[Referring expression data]
== == ==

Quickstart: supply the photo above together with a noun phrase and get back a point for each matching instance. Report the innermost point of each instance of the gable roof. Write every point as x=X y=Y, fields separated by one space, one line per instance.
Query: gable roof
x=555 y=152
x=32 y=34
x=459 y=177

== == ==

● What you need to do:
Retype the data exactly.

● Your solution:
Quickstart: supply the photo above together with a noun phrase and get back a point for each matching instance. Report the innermost point of each instance of the gable roof. Write every point as x=X y=Y, fields separated by one space, one line per instance.
Query: gable roof
x=555 y=152
x=32 y=34
x=459 y=177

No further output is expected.